▶ Exercise requirements: Write the records out again, keeping each line exactly as it is.

***** Entries shown *****

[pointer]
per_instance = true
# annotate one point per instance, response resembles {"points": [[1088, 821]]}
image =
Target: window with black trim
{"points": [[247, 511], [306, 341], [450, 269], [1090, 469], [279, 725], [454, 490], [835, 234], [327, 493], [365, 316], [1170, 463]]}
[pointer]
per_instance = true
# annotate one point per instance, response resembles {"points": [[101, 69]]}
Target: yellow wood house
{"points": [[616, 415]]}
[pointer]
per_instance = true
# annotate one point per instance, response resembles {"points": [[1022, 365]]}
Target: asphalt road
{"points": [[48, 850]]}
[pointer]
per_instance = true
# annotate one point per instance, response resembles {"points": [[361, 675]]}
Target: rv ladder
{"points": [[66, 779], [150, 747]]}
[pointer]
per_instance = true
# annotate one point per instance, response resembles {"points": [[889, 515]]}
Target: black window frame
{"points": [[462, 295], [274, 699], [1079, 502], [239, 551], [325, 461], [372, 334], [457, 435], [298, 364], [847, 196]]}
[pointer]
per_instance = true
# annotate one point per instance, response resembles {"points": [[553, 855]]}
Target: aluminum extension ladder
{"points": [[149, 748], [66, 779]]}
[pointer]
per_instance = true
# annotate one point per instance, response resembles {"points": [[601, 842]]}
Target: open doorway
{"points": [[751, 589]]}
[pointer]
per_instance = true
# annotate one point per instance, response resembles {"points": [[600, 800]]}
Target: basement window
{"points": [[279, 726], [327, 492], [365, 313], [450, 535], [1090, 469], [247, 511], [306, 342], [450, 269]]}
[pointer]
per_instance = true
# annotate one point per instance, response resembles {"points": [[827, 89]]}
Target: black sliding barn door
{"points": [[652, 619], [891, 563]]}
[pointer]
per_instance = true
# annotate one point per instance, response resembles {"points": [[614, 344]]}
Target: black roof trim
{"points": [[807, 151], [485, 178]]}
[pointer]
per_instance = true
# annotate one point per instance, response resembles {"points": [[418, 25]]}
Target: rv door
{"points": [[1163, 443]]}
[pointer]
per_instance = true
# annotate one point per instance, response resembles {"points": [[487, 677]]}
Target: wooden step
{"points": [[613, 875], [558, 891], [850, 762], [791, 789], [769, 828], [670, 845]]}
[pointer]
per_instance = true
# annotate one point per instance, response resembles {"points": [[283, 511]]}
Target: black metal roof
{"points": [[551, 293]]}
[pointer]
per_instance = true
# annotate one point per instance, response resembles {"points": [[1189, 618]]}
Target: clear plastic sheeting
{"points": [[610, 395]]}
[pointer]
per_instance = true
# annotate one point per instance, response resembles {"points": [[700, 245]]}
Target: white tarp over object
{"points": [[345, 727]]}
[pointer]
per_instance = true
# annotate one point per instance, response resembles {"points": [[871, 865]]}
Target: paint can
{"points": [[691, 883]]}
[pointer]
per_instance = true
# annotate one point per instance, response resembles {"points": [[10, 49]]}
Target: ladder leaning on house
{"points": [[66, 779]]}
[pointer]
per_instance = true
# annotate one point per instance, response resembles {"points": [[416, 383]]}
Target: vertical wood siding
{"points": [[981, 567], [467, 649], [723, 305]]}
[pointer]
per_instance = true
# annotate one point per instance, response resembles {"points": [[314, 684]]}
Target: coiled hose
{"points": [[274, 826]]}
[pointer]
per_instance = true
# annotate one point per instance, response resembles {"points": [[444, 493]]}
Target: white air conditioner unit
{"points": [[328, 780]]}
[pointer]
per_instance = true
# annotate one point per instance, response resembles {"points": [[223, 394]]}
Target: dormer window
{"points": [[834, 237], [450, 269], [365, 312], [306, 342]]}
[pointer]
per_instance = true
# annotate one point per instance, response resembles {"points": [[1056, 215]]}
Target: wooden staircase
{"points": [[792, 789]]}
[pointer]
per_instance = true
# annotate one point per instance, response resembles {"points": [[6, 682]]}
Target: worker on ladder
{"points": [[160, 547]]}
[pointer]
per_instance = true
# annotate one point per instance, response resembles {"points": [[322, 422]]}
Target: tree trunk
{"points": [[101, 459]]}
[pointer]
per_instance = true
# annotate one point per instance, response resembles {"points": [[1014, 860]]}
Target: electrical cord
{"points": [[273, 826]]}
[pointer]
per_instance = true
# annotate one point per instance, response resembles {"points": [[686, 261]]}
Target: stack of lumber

*****

▶ Exercise solution:
[pointer]
per_instance = true
# annotate one point per instance, response resembles {"points": [[1088, 821]]}
image =
Target: window with black trim
{"points": [[247, 511], [306, 341], [450, 269], [1090, 469], [279, 725], [454, 490], [835, 234], [327, 493], [365, 316], [1170, 463]]}
[pointer]
per_instance = true
# annotate one point per instance, response resembles {"points": [[101, 69]]}
Target: yellow wood house
{"points": [[616, 415]]}
[pointer]
per_instance = true
# annotate one point per instance, response resembles {"points": [[1022, 365]]}
Target: asphalt road
{"points": [[48, 850]]}
[pointer]
per_instance = true
# annotate one point per instance, response resembles {"points": [[361, 675]]}
Target: rv ladder
{"points": [[66, 779], [150, 747]]}
[pointer]
per_instance = true
# annotate one point per instance, response resembles {"points": [[889, 515]]}
Target: black window frame
{"points": [[462, 295], [274, 699], [1079, 502], [239, 551], [325, 461], [372, 334], [457, 435], [298, 364], [847, 196]]}
[pointer]
per_instance = true
# annotate one point per instance, response resembles {"points": [[553, 855]]}
Target: aluminum extension ladder
{"points": [[149, 748], [66, 779]]}
[pointer]
per_instance = true
# annotate one point per instance, response resembles {"points": [[601, 842]]}
Target: open doorway
{"points": [[751, 589]]}
[pointer]
per_instance = true
# annotate one point per instance, response resembles {"points": [[600, 800]]}
Target: basement window
{"points": [[279, 726], [327, 492], [365, 313], [450, 535], [1090, 469], [247, 511], [306, 342], [450, 269]]}
[pointer]
per_instance = true
# annotate one point per instance, response resembles {"points": [[827, 89]]}
Target: black sliding barn door
{"points": [[652, 619], [891, 563]]}
[pointer]
per_instance = true
# annotate one point per instance, response resembles {"points": [[614, 344]]}
Target: black roof trim
{"points": [[807, 151], [485, 178]]}
[pointer]
per_instance = true
# annotate one point per instance, response resembles {"points": [[418, 25]]}
Target: rv door
{"points": [[1163, 443]]}
[pointer]
per_instance = true
# annotate one point per instance, response resembles {"points": [[487, 677]]}
Target: wooden step
{"points": [[613, 875], [558, 891], [850, 762], [791, 789], [769, 828], [670, 845]]}
[pointer]
per_instance = true
# annotate one point per instance, response resembles {"points": [[283, 511]]}
Target: black metal roof
{"points": [[551, 293]]}
[pointer]
per_instance = true
# annotate one point per instance, response resembles {"points": [[1189, 618]]}
Target: clear plastic sheeting
{"points": [[610, 395]]}
[pointer]
per_instance = true
# annotate one point per instance, response resembles {"points": [[700, 245]]}
Target: white tarp over object
{"points": [[345, 727]]}
[pointer]
per_instance = true
# annotate one point per instance, response resembles {"points": [[871, 865]]}
Target: paint can
{"points": [[691, 883]]}
[pointer]
per_instance = true
# annotate one point per instance, response resembles {"points": [[10, 49]]}
Target: ladder leaning on house
{"points": [[66, 779]]}
[pointer]
per_instance = true
# annotate one point per instance, response resembles {"points": [[416, 383]]}
Target: vertical wood siding
{"points": [[981, 567], [467, 649], [723, 305]]}
[pointer]
per_instance = true
# annotate one point per instance, response resembles {"points": [[314, 684]]}
Target: coiled hose
{"points": [[274, 826]]}
[pointer]
per_instance = true
# annotate one point per instance, response resembles {"points": [[444, 493]]}
Target: white air conditioner unit
{"points": [[328, 780]]}
[pointer]
per_instance = true
# annotate one point per instance, response resembles {"points": [[223, 394]]}
Target: dormer window
{"points": [[834, 237], [450, 269], [365, 312], [306, 342]]}
[pointer]
per_instance = true
# annotate one point per instance, response resembles {"points": [[1056, 215]]}
Target: wooden staircase
{"points": [[792, 789]]}
[pointer]
per_instance = true
# annotate one point per instance, response resembles {"points": [[6, 682]]}
Target: worker on ladder
{"points": [[160, 547]]}
[pointer]
per_instance = true
# annotate one point per instance, response resembles {"points": [[322, 422]]}
Target: tree trunk
{"points": [[101, 459]]}
[pointer]
per_instance = true
# annotate one point per instance, response resembles {"points": [[1014, 860]]}
Target: electrical cord
{"points": [[273, 826]]}
[pointer]
per_instance = true
# annotate one point per instance, response resembles {"points": [[686, 261]]}
Target: stack of lumber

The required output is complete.